### [SET PROBLEM]
Convert the lines of the records starting at the line containing "like [[216, 275]]." and ending at the line containing "[[737, 373], [423, 467]]" into a numbered list, including both of those lines and leaving out any blank lines.
>> start RECORDS PROVIDED
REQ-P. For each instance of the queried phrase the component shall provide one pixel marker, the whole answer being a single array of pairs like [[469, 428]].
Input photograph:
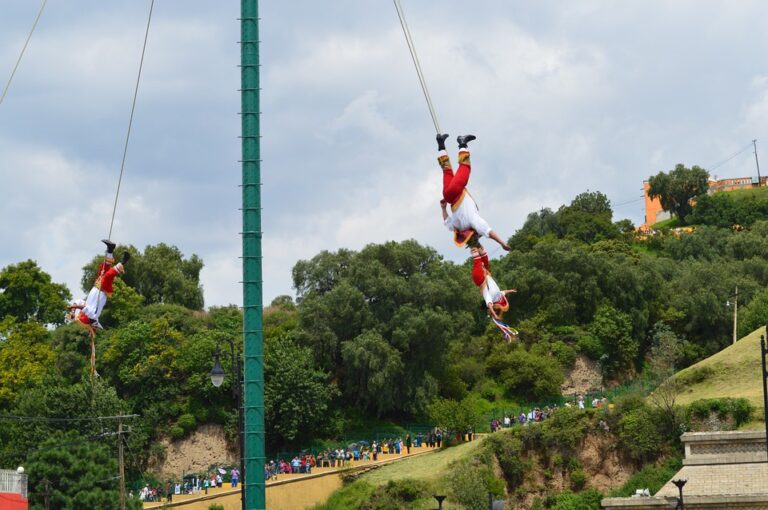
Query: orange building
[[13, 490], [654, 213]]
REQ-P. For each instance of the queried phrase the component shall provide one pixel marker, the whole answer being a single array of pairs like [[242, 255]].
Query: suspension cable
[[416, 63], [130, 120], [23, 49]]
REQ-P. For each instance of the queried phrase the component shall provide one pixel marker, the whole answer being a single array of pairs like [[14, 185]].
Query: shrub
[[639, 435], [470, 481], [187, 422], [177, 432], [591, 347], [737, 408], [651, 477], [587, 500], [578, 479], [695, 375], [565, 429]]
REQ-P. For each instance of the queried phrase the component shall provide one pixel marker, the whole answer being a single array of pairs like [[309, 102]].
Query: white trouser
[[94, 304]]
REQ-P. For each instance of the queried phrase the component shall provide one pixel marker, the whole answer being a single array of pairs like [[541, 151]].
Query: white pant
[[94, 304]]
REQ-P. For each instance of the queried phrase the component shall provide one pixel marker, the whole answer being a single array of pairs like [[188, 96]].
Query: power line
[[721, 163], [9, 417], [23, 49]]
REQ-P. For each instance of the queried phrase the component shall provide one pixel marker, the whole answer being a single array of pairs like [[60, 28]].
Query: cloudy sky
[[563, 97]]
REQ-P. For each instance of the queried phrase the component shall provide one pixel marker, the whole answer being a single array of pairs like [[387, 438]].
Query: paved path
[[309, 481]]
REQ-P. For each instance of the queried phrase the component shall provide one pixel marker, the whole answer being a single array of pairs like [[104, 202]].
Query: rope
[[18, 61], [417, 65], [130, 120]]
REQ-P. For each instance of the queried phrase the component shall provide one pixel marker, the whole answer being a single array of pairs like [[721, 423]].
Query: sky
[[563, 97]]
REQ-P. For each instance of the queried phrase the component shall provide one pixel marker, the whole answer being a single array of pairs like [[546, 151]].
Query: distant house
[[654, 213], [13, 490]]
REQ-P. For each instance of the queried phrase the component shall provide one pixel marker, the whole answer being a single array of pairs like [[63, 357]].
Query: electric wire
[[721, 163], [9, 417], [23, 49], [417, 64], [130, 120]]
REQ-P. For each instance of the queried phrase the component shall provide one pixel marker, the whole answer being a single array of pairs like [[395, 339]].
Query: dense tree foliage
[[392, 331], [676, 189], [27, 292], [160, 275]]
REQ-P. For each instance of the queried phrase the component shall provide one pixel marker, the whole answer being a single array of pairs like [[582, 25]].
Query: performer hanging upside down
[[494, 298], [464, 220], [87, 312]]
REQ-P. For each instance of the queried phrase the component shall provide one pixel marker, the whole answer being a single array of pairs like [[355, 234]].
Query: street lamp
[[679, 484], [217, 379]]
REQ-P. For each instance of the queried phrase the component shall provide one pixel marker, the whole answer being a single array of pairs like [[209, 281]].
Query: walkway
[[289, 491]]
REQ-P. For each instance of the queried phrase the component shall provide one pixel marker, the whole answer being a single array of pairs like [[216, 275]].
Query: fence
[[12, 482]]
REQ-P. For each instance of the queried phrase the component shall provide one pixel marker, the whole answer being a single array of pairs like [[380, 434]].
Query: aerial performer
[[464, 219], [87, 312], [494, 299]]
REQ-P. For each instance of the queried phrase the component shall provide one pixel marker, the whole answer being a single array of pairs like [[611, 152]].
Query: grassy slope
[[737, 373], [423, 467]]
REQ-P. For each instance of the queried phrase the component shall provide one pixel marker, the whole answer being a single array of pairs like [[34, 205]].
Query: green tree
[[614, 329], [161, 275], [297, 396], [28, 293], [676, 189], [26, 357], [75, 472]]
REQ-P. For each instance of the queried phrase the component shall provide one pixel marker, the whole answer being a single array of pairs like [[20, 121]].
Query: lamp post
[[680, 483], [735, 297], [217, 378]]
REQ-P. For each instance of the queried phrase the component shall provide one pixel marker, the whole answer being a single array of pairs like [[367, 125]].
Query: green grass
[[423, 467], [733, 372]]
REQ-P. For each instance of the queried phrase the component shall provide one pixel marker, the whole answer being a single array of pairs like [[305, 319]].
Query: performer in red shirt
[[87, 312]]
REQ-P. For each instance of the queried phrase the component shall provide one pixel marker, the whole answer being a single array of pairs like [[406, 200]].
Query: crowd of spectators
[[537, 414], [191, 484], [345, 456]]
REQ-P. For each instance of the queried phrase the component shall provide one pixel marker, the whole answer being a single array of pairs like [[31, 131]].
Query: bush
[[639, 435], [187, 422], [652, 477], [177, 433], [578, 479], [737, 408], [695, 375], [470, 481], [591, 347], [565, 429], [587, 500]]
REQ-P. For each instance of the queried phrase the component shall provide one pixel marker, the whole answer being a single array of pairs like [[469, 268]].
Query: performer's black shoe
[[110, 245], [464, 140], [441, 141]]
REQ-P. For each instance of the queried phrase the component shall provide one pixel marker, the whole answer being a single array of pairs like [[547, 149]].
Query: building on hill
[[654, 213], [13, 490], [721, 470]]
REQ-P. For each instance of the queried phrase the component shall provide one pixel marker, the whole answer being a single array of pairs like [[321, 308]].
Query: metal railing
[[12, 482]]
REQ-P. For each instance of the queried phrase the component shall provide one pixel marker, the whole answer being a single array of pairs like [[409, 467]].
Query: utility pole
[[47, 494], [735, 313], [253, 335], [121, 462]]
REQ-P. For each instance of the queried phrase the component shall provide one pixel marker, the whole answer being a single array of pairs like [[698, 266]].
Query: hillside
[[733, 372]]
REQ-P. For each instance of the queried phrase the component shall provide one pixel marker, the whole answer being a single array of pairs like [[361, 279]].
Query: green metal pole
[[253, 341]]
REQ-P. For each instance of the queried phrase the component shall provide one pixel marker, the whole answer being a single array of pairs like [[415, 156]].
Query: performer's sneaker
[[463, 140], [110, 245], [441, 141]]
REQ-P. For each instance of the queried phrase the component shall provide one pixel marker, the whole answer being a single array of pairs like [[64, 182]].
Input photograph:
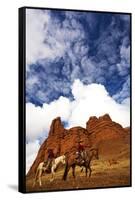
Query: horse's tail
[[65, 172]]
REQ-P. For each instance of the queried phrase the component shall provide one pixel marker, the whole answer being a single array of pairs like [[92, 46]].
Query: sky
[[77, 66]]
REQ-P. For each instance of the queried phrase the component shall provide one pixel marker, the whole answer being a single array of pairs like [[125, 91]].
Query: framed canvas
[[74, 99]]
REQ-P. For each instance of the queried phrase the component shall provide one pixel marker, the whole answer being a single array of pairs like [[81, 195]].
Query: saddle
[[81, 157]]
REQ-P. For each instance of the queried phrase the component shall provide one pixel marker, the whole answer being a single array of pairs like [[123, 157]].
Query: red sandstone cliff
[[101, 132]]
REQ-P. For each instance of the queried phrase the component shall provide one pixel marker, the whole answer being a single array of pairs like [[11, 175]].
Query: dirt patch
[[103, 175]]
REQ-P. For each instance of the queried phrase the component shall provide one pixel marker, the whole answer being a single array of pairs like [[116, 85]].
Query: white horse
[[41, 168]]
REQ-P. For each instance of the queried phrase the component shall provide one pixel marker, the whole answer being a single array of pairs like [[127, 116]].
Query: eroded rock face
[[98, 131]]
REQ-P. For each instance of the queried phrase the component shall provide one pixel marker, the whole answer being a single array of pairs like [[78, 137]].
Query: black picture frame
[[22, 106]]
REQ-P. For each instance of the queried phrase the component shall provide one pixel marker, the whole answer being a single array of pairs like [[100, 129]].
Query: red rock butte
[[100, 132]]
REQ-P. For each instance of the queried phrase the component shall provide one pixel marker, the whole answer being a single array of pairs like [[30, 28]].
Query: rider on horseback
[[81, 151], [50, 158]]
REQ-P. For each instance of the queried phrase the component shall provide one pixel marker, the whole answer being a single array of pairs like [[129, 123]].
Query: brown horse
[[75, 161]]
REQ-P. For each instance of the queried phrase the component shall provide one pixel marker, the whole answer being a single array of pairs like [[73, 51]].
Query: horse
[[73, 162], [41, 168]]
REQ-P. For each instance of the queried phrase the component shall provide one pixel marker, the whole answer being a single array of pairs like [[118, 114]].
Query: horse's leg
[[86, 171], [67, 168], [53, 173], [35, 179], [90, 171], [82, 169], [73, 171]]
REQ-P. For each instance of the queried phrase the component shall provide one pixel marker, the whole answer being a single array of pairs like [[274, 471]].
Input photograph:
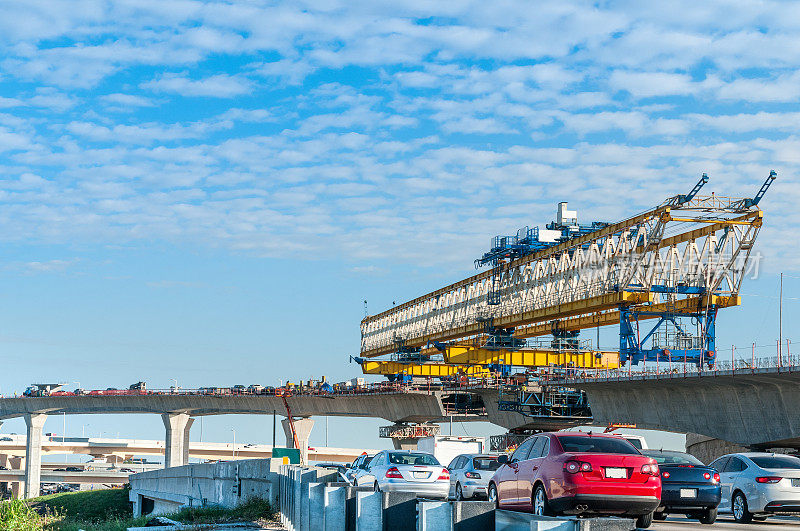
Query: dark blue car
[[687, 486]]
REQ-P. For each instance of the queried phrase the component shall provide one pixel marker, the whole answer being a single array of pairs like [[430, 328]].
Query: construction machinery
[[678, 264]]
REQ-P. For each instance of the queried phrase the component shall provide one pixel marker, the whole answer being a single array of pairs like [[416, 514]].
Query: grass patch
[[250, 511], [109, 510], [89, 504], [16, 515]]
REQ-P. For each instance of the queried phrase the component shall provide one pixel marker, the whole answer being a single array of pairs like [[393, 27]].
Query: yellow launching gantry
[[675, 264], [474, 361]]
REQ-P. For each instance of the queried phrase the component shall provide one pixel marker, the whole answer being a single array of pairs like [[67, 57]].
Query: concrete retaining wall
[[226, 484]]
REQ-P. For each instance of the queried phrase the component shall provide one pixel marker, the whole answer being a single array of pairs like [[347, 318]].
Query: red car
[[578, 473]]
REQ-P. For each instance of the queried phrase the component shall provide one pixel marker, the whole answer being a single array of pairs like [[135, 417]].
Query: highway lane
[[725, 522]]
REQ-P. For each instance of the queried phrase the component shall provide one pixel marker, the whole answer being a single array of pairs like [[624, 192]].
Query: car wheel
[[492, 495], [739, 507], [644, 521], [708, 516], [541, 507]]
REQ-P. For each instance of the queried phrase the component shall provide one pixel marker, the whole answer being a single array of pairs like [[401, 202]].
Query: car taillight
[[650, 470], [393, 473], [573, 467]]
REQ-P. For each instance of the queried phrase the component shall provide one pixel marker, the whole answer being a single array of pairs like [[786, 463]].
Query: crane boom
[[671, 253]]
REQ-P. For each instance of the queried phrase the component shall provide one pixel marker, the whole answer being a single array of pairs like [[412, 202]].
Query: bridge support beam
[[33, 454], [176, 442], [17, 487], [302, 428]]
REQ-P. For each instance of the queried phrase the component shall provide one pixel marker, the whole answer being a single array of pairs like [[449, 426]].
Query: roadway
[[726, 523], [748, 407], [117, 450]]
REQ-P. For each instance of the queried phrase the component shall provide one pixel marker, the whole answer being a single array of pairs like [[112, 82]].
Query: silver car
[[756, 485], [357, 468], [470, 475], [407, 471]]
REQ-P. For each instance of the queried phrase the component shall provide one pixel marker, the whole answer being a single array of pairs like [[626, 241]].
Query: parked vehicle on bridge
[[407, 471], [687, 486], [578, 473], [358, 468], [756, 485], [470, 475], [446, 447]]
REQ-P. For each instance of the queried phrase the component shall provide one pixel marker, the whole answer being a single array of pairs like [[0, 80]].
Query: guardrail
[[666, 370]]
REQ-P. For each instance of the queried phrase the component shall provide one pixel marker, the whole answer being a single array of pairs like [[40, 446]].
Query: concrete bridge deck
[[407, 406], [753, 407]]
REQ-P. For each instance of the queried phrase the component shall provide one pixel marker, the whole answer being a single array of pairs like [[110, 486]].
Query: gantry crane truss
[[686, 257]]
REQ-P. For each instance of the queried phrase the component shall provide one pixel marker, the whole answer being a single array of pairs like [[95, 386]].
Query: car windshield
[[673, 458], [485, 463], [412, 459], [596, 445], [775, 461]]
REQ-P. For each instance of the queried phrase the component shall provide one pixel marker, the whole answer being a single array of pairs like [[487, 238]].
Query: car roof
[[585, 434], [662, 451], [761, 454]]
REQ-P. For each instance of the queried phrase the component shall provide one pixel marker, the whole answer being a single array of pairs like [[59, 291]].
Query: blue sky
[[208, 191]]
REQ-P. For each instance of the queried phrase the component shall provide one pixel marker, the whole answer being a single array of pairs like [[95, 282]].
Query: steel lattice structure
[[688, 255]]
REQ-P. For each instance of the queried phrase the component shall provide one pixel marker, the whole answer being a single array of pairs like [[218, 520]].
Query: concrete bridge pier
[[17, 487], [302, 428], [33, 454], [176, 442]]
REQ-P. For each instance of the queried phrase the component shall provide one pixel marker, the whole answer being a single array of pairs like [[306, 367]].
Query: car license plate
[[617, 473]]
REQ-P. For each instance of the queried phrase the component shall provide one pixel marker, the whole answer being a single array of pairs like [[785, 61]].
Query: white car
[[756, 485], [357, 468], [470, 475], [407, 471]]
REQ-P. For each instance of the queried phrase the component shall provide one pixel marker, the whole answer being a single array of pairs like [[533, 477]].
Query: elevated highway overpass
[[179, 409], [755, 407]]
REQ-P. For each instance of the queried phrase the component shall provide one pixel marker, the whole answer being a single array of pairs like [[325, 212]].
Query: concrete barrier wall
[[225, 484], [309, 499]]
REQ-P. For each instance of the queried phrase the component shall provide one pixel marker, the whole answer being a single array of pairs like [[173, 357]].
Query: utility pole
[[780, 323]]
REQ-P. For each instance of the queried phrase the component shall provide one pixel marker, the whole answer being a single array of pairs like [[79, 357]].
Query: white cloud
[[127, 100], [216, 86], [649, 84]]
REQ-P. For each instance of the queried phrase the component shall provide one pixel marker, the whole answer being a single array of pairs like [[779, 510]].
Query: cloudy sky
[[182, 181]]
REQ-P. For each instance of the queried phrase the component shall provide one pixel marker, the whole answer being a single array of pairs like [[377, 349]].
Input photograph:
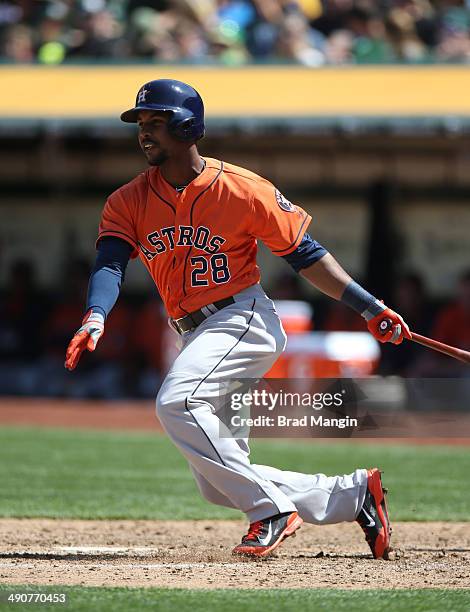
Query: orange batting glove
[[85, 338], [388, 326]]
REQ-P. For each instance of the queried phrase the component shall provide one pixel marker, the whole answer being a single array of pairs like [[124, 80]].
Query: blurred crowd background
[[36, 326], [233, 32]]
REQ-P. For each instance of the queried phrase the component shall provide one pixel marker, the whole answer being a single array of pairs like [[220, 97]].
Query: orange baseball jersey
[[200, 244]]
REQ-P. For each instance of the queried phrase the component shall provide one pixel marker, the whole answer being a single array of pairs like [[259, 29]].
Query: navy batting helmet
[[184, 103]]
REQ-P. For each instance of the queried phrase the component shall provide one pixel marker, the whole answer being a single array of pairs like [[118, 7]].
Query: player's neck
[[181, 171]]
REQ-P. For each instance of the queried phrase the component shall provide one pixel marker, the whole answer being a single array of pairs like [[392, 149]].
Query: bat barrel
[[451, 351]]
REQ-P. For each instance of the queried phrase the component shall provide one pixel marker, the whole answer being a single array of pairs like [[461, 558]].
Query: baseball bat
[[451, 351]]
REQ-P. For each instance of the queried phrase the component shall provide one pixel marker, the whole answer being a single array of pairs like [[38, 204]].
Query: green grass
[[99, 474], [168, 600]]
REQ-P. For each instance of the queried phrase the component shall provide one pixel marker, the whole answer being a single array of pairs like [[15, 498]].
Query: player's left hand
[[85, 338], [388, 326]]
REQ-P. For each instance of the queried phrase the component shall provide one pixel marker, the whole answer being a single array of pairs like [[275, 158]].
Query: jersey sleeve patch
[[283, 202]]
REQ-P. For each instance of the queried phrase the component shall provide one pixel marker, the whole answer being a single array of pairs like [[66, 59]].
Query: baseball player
>> end RECORDS PROVIDED
### [FULL OUTPUT]
1. REQ-P. For each instance of the queried phrase the component shall provide one pixel marker, the whole answer being a single array of pairs like [[216, 275]].
2. Query: fence
3. [[12, 482]]
4. REQ-P. For each instance of the queried phrase the component shall provide one pixel marker, the whole answer being a single array of pairs like [[380, 434]].
5. Query: aerial performer
6. [[464, 219], [87, 312], [494, 299]]
7. REQ-P. For each instance of the queried phrase the component shall provide one pixel marker, the whole answer being a single array of pairs like [[611, 152]].
8. Query: grassy slope
9. [[737, 373], [423, 467]]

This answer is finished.